Could you edit the records below so that "keypoint" becomes "marker", with every other part left unchanged?

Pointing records
++++++++

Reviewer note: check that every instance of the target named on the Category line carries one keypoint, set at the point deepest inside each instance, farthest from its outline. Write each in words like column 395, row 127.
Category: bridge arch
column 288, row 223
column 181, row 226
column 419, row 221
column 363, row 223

++++++++

* Response for this exercise *
Reviewer note: check that every instance of the target named on the Category line carries one marker, set at the point deepest inside each instance, farthest from its outline. Write each in words like column 395, row 127.
Category: bridge arch
column 288, row 223
column 181, row 226
column 419, row 221
column 363, row 223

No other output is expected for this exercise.